[TO DO]: Transcribe every entry word for word, leaving out all images.

[DATA TO PROCESS]:
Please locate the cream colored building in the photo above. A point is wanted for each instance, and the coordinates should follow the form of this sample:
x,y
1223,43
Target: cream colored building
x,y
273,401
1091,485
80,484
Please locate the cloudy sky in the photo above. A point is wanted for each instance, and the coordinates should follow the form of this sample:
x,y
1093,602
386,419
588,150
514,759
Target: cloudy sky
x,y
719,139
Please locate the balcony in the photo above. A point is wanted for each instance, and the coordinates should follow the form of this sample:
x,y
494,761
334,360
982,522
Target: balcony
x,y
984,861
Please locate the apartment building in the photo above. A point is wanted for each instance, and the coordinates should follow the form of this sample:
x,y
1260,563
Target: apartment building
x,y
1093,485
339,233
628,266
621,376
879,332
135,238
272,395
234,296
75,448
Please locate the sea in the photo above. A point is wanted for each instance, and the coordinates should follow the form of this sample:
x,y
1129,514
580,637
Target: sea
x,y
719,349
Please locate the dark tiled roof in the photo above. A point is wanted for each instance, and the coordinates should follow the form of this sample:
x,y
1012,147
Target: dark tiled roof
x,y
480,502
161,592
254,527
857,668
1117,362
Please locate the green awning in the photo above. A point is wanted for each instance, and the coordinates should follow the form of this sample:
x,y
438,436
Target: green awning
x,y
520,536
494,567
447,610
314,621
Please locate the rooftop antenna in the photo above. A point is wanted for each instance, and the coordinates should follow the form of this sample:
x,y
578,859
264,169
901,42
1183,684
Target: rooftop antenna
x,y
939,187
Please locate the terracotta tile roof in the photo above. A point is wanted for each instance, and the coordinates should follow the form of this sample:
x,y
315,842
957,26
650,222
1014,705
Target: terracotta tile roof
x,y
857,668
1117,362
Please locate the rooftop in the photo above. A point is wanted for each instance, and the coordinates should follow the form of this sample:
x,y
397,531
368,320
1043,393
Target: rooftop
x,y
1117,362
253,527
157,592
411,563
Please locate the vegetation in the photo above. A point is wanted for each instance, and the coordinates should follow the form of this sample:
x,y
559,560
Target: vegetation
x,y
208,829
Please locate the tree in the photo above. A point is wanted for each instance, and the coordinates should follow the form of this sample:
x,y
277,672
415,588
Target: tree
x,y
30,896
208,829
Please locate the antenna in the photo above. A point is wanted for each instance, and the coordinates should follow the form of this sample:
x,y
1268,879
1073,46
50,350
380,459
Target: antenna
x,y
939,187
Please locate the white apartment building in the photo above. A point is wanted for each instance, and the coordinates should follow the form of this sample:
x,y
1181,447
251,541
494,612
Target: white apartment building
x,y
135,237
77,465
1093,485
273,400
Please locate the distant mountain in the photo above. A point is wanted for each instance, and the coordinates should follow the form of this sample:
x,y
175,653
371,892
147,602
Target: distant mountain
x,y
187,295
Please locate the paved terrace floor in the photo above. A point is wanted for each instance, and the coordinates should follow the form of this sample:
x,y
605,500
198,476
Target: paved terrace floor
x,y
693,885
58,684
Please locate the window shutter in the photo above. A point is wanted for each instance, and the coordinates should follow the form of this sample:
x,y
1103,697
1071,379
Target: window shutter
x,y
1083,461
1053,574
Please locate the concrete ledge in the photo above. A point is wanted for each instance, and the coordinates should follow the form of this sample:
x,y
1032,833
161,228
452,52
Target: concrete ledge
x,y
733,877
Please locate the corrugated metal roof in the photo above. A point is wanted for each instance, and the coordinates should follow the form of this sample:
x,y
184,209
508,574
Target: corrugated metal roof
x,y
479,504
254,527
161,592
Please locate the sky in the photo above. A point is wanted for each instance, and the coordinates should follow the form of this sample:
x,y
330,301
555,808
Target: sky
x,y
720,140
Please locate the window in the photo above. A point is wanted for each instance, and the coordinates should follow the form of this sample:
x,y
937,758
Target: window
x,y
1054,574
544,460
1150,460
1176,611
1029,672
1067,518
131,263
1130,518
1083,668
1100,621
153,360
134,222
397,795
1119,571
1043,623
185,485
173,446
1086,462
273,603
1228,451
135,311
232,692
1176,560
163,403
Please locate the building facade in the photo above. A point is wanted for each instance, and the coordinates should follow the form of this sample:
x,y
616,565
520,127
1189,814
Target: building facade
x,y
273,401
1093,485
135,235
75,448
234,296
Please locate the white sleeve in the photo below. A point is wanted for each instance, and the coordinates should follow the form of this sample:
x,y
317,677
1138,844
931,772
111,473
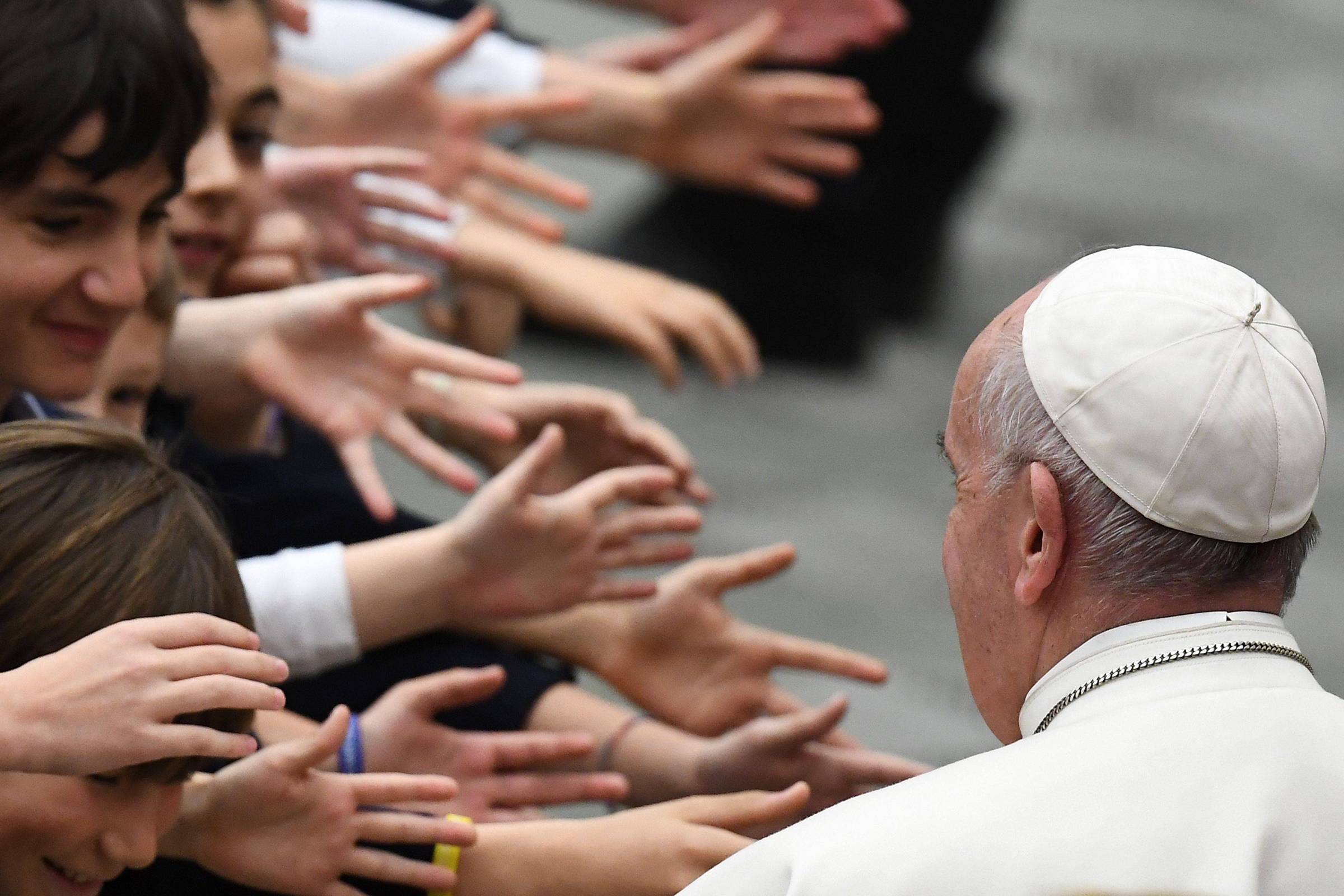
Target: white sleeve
x,y
353,35
300,601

[RIGHT ANSWER]:
Please locate the cream colored building in the photo above. A point is wanted for each instance, and the coordinates should follow the form of this sample:
x,y
1223,43
Target: cream colored building
x,y
273,401
1091,485
80,484
Please locate the cloudy sky in the photo above. A point is wanted for each instance, and the coordinates should follow the form of this sample:
x,y
1093,602
386,419
588,150
514,759
Target: cloudy sky
x,y
719,139
Please locate the balcony in the photo above. A point is wanted for each instance, and the coordinates should follow the form of this sample:
x,y
494,761
334,360
982,522
Target: balcony
x,y
984,861
Please locate the apartment building in the photo above. A point is wanted for each instance, and the coordinates should follow the form of this sample:
x,y
1260,563
Target: apartment building
x,y
1093,485
339,233
628,266
621,376
879,332
135,238
272,395
234,296
75,448
Please locate the sea in the photo above. A point is wanted for each instance, and the coordinates should follow the form of this sample:
x,y
1129,514
580,637
Target: sea
x,y
719,349
Please locate the dark tiled roof in the photo above. A point is wanted for each instance, and the coordinates should follow the form of this sample:
x,y
1012,147
Target: dark tiled roof
x,y
480,502
161,592
254,527
857,668
1117,362
Please locate the green awning in the photo above. A point is wanted for each instance, and the coordinates should follow the form of this sample:
x,y
438,436
Target: green awning
x,y
520,536
494,567
447,610
314,621
Please locate the rooftop antenna in the photo above. A point is wanted for each instance, and the coordinates should follow the form of this sample:
x,y
578,859
264,169
901,42
1183,684
Target: rooftop antenna
x,y
939,187
Please locate the terracotta tile roof in the photo above. A point is wanted for each instance, and the coordinates should follow the form of this sample:
x,y
315,842
957,26
650,222
1014,705
Target: terracotta tile roof
x,y
857,668
1117,362
Please locate the rooftop in the photo above. A point is wanted for each instance, and the coordinates should follow the form of this sample:
x,y
397,531
368,320
1043,393
Target: rooftop
x,y
1117,362
253,527
157,592
411,563
Please locate the vegetation in the photo above. A point is wanted for each instance, and the coordinates should follow the form of this sample:
x,y
559,560
Target: vegetation
x,y
208,829
Please locate the tree in the photo above. A point is wanted for each instance, and the coordinates should follow the form of this sample:
x,y
277,672
415,588
Target: tree
x,y
30,896
208,829
Please locate the antenna in the photo above. A point is wanted for each instance, and the coordinates should follow the form of this sample:
x,y
1268,879
1073,46
50,350
380,459
Target: antenna
x,y
939,187
Please locate the white apartment building in the photo above. A point is wanted for each instance, and the coordinates should follow the form of this sample:
x,y
1181,447
251,541
494,612
Target: white apartment building
x,y
135,237
77,465
1093,485
273,400
Please locate the distant mountain in the photo above. A point is wanted for each instance, and the coordinates should follow the form of this sample:
x,y
175,653
371,892
147,602
Target: distant mountain
x,y
187,295
Please locate the paved terrace floor in the photo above. A point is wanted for each instance, and the coordinates should follow the form of this sample:
x,y
605,500
198,476
Target: paved terrace floor
x,y
693,885
58,684
Please locate the window shutter in the photo above. A point is wanted for each instance, and the coordinates should follow the form of this sample:
x,y
1103,697
1071,379
Target: window shutter
x,y
1083,461
1053,574
Please locate the concrete ledge in the photo above. A point is wanted for each instance, and the coordinates should follow the form of this sample:
x,y
1032,833
161,228
452,52
Target: concrete ledge
x,y
733,877
Please locate the corrugated metal roof in the photo above. A point is wanted for each instance, and the coordinates should follow the form of this sample:
x,y
184,209
508,574
Target: corrugated metal roof
x,y
479,504
254,527
161,592
Please locate the sky in the photo above. A point is wanted for each instance, and the coordinates should follow the form of this sample:
x,y
330,301
555,808
Target: sky
x,y
720,140
Please locate the window in the photo above. A point is wanted for each instance, and the coordinates should follow the form of this sample:
x,y
937,758
Target: window
x,y
1054,574
544,460
1150,460
1176,611
1029,672
1067,518
131,263
1130,518
1083,668
1100,621
153,360
134,222
397,795
1119,571
1043,623
185,485
173,446
1086,462
273,603
1228,451
135,311
232,692
1176,560
163,403
Please locate the building facade in the photo above. A point is wanted for each instance, and the coordinates should follow the form of this sample:
x,y
616,565
520,127
1189,814
Target: building facade
x,y
273,401
1093,485
135,235
75,448
234,296
Please locate the white sleeve in the photo below. A point is wanted for each instance, and the coordinates should follow the form of this sample:
x,y
317,677
1138,844
931,772
111,473
Target: white sleeve
x,y
353,35
300,601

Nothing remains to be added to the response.